### Selected excerpt

(begin)

Friday, February 13, 2009

Two-spirit Persons

Two-spirit Persons — Canadian Aboriginals

Art Zoccole was raised in the Anishnawbe nation, an Ojibwe group of northwestern Ontario.

“In my language, the word to describe me is Ogokwe and it translates into wise woman,” Zoccole explainsed.

While each indigenous nation has its own word for transgendered and transsexual people, the term two-spirited was coined to represent all queer members of the Canadian aboriginal community.

Zoccole is executive director of 2-Spirited People of the First Nations, a Toronto based organization for queer members of the aboriginal community. According to him, “the term two-spirit was meant to signify that there are two spirits within us — a male spirit and a female spirit.”

The expression was agreed upon in the 1990s among First Nation representatives as a term describing gay, lesbian, bisexual, transgendered and intersexed people of aboriginal communities, Zoccole said. However, he noted there is still debate about this term, even within indigenous communities.

Zoccole said prior to colonization, generally in all of North America, people who were of a different gender were fully accepted, even respected as leaders, within aboriginal nations. However, the arrival of Europeans brought with it certain ideals and beliefs, resulting in the alienation of many transgendered native peoples.

Western film studies professor Wendy Pearson explained how previously accepted genders outside male and female were ostracized through colonization.

“If you look at Native American and First Nations peoples, historically many of the tribes have had a third gender. Those systems sort of became destroyed when they were colonized by Christians,” Pearson said.

While many two-spirit persons flock to urban centres to find acceptance and gain understanding of their own identity, Zoccole said many stay behind in their rural communities and often live in denial.

Zoccole recalled his own struggles with his identity.

“When I was about 14-years-old, my mom looked at me and said, ‘You are Ogokwe.’ At that time, I didn’t quite grasp what she was saying to me … The next time I encountered that term [was] when I was 21. It perfectly described me.”

Zoccole hopes to help other two-spirit aboriginals to get in touch with their cultural roots and find acceptance in the way of their ancestors.

“I think there are other people out there who have gone through the same experience as me — knowing that they are two-spirited and not understanding their cultural connections,” he said.

“Some of our communities have lost that traditional knowledge about gay and lesbian people and how they were engaged in our communities. We have to look at what we did in the past and look at how that relates to our role now.”

The Hijra – India

“There is really no counterpart term in Western culture [for the Hijras].”

(end)

### Material provided
(begin)

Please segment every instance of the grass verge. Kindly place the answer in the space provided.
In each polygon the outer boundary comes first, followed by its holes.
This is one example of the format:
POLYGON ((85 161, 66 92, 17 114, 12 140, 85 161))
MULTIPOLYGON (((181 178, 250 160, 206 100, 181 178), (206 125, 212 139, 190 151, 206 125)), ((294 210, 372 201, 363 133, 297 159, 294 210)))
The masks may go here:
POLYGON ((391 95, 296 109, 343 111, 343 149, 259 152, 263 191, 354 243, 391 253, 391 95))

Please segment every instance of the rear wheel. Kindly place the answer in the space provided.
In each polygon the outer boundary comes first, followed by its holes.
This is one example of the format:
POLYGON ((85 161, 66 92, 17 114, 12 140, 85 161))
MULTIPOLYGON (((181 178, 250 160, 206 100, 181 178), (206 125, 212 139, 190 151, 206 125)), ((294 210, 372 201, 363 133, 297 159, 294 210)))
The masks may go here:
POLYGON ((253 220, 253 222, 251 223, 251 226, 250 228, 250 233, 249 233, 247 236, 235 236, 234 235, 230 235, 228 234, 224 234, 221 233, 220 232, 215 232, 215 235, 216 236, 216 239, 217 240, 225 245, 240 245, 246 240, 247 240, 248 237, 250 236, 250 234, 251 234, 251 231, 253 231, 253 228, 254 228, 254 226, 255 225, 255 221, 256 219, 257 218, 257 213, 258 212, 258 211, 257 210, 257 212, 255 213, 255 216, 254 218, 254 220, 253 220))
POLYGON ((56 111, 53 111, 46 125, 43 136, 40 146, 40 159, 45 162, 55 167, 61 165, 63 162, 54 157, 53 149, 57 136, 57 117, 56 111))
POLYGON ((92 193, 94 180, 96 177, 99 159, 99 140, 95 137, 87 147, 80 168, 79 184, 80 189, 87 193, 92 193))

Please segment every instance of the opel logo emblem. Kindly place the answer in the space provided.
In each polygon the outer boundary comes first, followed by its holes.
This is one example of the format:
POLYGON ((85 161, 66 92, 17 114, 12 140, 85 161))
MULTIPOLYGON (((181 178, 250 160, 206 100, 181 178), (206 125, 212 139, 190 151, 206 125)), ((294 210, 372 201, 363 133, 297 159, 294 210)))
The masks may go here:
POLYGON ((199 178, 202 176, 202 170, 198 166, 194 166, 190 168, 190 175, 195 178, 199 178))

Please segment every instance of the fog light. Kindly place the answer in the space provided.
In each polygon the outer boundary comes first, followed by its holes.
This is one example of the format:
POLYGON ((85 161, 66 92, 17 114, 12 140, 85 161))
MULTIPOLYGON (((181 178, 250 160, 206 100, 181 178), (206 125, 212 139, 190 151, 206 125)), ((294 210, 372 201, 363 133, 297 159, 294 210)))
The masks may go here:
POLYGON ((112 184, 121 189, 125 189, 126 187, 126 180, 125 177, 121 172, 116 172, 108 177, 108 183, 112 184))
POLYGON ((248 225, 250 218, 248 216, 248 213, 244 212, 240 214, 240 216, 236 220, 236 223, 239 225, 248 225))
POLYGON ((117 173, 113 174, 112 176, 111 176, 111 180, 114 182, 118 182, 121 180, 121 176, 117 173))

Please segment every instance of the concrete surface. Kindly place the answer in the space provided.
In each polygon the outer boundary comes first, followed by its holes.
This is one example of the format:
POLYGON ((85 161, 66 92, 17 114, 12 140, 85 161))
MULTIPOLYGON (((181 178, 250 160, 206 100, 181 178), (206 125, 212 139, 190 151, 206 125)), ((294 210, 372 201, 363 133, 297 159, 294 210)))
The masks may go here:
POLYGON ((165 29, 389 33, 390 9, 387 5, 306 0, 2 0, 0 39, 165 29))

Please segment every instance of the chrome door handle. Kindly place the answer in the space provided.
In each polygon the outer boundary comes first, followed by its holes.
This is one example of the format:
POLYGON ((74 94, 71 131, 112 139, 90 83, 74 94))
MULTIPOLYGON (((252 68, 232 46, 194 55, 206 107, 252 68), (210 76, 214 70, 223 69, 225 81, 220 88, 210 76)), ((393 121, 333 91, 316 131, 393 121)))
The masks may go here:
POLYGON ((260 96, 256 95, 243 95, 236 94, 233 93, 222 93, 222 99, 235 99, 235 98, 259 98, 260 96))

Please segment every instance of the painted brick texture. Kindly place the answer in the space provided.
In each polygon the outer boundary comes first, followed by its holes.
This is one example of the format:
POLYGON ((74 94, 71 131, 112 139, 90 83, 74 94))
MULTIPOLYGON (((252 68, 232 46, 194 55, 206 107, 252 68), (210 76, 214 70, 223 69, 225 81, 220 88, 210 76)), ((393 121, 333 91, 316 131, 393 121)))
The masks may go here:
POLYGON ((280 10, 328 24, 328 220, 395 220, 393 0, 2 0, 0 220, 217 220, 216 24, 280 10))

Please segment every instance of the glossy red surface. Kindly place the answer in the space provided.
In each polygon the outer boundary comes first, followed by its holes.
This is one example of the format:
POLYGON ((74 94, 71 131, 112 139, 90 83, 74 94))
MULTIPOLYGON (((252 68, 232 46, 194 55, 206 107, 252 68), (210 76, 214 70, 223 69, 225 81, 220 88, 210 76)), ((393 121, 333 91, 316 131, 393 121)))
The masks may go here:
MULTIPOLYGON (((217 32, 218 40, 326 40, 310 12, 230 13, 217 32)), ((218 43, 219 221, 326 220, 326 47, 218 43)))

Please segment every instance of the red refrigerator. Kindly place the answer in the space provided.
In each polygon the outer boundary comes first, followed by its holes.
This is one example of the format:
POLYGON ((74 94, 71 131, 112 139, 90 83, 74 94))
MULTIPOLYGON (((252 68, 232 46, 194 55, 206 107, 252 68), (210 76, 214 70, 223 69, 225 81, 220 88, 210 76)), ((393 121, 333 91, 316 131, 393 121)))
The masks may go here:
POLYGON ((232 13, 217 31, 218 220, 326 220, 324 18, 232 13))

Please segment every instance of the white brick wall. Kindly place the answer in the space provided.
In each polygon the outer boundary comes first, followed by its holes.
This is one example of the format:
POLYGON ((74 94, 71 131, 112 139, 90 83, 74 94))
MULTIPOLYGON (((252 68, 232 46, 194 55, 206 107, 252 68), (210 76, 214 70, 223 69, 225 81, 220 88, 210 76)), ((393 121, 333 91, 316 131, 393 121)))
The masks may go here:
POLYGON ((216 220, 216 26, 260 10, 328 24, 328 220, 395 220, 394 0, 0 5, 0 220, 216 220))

(end)

### What needs to be done
The page on two-spirit persons says First Nation representatives agreed on a term in the 1990s. List every group of people that term was meant to describe.

### Exercise response
- Gay people
- Lesbian people
- Bisexual people
- Transgendered people
- Intersexed people

All of these are people of aboriginal communities.